Region pointing data
================

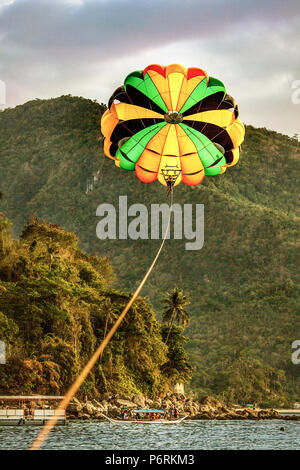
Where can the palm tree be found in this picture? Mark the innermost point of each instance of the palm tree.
(174, 309)
(111, 316)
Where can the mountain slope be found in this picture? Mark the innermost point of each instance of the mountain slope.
(243, 283)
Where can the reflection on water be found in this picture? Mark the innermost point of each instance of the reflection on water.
(190, 435)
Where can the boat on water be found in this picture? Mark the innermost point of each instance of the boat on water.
(143, 420)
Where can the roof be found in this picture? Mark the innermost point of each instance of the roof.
(148, 411)
(29, 398)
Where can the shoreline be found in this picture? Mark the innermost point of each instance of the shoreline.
(206, 408)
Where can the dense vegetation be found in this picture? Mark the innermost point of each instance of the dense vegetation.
(243, 284)
(55, 306)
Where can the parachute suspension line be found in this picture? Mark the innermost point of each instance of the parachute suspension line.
(86, 370)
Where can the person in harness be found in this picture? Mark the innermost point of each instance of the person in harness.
(170, 184)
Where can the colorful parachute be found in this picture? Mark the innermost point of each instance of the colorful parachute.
(172, 121)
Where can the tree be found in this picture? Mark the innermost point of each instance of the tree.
(174, 309)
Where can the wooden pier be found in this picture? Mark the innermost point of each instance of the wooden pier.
(29, 416)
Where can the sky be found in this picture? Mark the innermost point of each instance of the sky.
(87, 47)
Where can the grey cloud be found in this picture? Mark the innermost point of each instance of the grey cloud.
(54, 47)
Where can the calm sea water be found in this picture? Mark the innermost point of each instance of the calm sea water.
(188, 436)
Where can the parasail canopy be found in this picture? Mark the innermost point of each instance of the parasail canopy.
(172, 121)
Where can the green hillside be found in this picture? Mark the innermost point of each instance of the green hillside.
(243, 283)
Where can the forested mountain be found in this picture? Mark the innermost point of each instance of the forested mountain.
(243, 283)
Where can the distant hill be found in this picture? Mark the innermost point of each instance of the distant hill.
(243, 283)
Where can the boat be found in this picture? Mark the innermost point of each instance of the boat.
(146, 421)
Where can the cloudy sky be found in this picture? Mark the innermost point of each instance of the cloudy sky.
(87, 47)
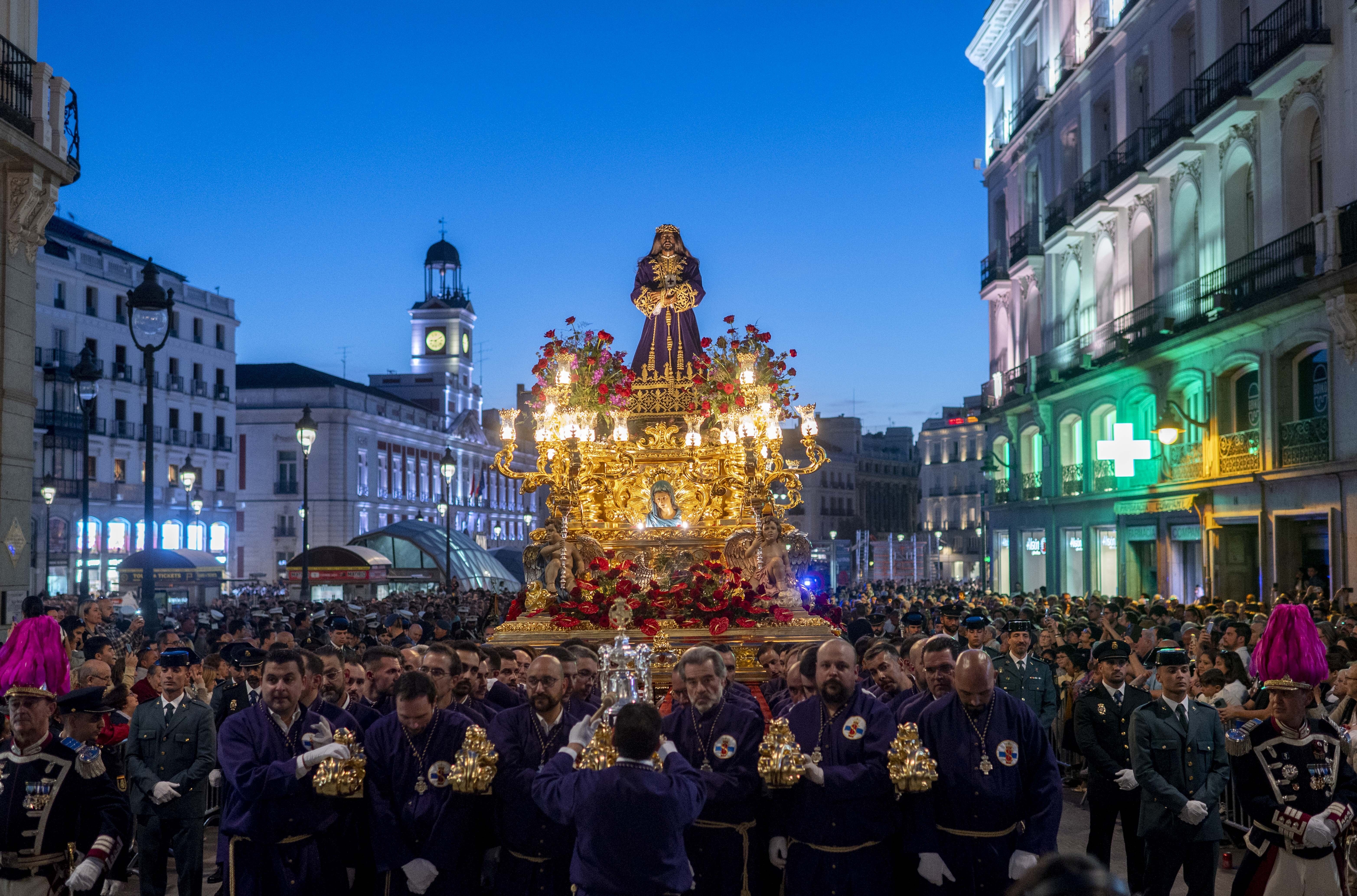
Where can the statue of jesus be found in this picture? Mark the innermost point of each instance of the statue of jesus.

================

= YOUR OBJECTIVE =
Restate each entry word for word, please, but drop any images it holds.

= COMPLETED TASK =
Where can the palm tree be found in this picture? Mark the innermost point of each instance of the palm tree.
(174, 309)
(111, 316)
Where can the mountain slope be found in this picture? Mark the innermost point of each instance of the mountain slope.
(243, 283)
Where can the reflection on water be found in this picture? Mark the innermost point of each instance of the reflection on water.
(190, 435)
Where can the boat on water be found in this picture? Mark the innermost point of each instance of the boat on water.
(143, 420)
Where can the roof be found in this picture? Mark the innermost point of each instance of the roof.
(148, 411)
(29, 398)
Where can the shoreline be found in this picture? Mark the innermost point of each instance of the shoreline.
(206, 408)
Where can the dense vegetation be found in this picture? Mark the innermost point of each instance of the dense vegetation.
(243, 284)
(55, 306)
Where can the parachute suspension line be found in this picture? Mark the innermost point of each instance of the parachute suspension line.
(86, 370)
Where can the person in harness be found in this picture? Mark the innermost point of each instance of the person in harness.
(170, 184)
Where can the colorful parachute be found in this picture? Mark the innermost point of each instance of the colorful parachute.
(172, 121)
Where can the tree be found in this picture? Mark the innermost point of each instance of the tree.
(174, 309)
Where can the wooden pier be found in this picture? Mark the innermost point of each instance of the wooden pier.
(29, 416)
Where can the sky be found in this picture? Mark the innermost point of each instance of the sky.
(87, 47)
Where can the grey cloud be found in this picture? Mark the innermost point of each instance of the grey cloud.
(54, 47)
Where can the calm sea water be found in this picture? Mark the innermost point of each instance of the calm sea water.
(188, 436)
Where can the parasail canopy be found in this picture? Mark the innermost point of each instance of the parasail canopy.
(172, 121)
Where can the green hillside be found in this picture? Mark the innermost point of each instance of the green hillside.
(243, 283)
Where can the forested mountain be found in this picture? Mark the innermost point of each instance of the forested mountain.
(243, 283)
Where can the distant hill be found in this picture? Mark the innermost point of each instance of the distant hill.
(243, 283)
Where can the boat be found in this picture? Mark the innermost point of each instance of the boat.
(146, 421)
Where can the cloudy sky be found in this picture? Mark the innermost point of each instance of the cloudy sky.
(87, 47)
Where can the statue of jesus be found in this picture? Mark the innermost point of each instance of the statue of jesus.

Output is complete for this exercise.